Given problem 1 - In the listing below, reproduce unchanged the lines from the line with "the red tail" to the line with "(1234, 387)", both of those included.
Given problem 2 - Carry the Chicago Zine Fest interview below forward from its final line.

Passage given -
We had a chance to catch up with the very busy people organizing this year’s Chicago Zine Fest, which will be held March 12th-13th at some great places all over Chicago. Check out chicagozinefest.org for all the information. They were nice enough to answer some questions for our Blogifesto! Take it away folks….
So, what’s the Chicago Zine Fest all about? How did you get involved in organizing the fest? When was the last Chicago Zine Fest?
Leslie: The Chicago Zine Fest is an opportunity for self-publishers to gather together and showcase their work. Our goal is to make zine-making accessible, highlight the talents of self-published artists, and give independent artists a chance to interact, and swap skills through tabling, lectures, and workshops. We tried to create a more interactive fest; including a reading, an art show, a film fest and the exhibiting. We are hoping people will talk and invest time in getting to know one another and what their zines are all about.
I got involved with organizing the Chicago Zine Fest the same way all four of us did–we just decided to make it happen! Ramsey, Matt, Neil and I all traveled up to and tabled together at the Milwaukee Zine Fest. On the drive back to Chicago we all collectively decided it was our calling to make this happen in Chicago.
A fellow Chicago zinester Michelle Aiello organized a smaller DIY centered event called the Ephemera Festival, which took place from 2005-2009. Overall though, for the huge city we live in and the amount of people making zines here, there hasn’t been a festival of this design in a very long time or possibly ever.
What’s the first zine you ever read, where did you get it?
Ramsey: The first zine I ever read was a photo zine called Worthless. I got it at a Catch 22 show, haha, in 1999 or 2000 probably. The guy who was selling merch for them was also selling his zine. I specifically remember asking him what it was and he said ‘oh, it’s just a collection of my photos put together, like a little magazine.’ I was 14, from a small town, just getting into punk and had never heard of zines at that time so I didn’t know what he was talking about, but he said it would help him buy a Pepsi. Inside was a compelling photo essay about a mom who lived in a van with her daughter in New Jersey. It wasn’t until a few years later, when I had learned about zines and started reading them, that I realized that guy, had sold me a zine a few years prior. That zine stayed with me for a long time, even though I didn’t really know what it was or why that guy put it together.
What’s so great about zines, why have a fest celebrating them, and what does the future of zines look like?

Data shown -
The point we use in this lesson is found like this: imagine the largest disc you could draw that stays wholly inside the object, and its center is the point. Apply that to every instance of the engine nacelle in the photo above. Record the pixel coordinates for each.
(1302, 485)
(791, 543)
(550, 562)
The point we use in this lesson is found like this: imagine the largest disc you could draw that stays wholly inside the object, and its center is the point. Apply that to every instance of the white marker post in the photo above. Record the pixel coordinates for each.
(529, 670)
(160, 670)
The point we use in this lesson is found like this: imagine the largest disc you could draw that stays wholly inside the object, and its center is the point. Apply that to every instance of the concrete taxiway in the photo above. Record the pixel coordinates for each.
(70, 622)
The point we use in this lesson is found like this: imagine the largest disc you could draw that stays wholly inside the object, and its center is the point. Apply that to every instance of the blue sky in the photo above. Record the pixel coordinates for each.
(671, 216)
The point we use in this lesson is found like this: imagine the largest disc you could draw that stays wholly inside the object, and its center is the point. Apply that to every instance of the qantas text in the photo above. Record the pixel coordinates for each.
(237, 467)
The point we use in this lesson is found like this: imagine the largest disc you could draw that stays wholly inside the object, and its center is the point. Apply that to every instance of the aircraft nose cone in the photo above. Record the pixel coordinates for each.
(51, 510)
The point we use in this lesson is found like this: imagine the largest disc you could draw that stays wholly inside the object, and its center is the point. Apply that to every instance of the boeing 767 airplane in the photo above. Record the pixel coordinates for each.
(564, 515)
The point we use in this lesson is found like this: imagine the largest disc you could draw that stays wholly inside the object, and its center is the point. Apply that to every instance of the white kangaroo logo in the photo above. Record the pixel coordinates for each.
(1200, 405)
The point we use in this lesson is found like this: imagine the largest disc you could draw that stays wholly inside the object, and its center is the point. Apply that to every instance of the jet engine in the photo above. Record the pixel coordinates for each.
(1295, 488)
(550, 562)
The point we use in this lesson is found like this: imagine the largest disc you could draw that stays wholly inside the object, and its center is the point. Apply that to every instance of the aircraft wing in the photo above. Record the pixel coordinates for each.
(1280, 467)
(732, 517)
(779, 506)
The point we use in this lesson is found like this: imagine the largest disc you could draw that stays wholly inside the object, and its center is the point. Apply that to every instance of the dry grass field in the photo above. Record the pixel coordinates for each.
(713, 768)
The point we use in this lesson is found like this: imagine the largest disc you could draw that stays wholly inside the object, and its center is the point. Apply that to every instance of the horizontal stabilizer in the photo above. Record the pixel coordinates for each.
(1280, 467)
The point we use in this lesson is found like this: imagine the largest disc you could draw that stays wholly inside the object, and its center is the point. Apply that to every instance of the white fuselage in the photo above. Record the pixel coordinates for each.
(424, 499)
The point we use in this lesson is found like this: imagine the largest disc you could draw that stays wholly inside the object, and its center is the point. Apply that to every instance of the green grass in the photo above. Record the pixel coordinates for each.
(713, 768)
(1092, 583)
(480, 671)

==

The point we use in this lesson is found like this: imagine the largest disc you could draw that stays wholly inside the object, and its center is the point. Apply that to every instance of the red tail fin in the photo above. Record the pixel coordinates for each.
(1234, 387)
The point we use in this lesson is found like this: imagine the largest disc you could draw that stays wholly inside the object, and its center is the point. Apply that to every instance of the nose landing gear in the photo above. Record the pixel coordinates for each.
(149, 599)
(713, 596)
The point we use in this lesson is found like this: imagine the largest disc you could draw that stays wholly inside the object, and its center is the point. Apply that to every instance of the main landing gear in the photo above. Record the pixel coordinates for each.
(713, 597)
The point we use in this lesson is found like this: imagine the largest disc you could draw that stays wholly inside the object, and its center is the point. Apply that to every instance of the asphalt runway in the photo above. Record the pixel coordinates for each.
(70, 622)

Task output 1 -
The point we use in this lesson is found like this: imagine the largest disc you could draw that stays wholly inside the object, and its center is the point. Apply that to every instance of the red tail fin in the photo above. Record the pixel coordinates for each.
(1234, 387)

Task output 2 -
Neil: The micro-budgets most zines exist in give authors the freedom to say whatever is on their mind. If I want to say something, there’s no reason not to. For the consumer of a zine, beyond the ability to stock up on some heavy reading for cheap, the appeal is the direct connection between you and author. You get to read their inner thoughts, having never met them, and you can write directly back to them.
Celebrations like the Chicago Zine Fest are important because it allows zinesters to increase that connection between the reader and the author. There are very few forms of art in which the audience can interact so directly with a creator as with zines, and a major vehicle for that is sticking the author behind a table for six hours. A complete novice can walk into a fest, and not only be exposed to hundreds of different zines that range in subject matter and form, but they can put a human face to a somewhat quirky medium.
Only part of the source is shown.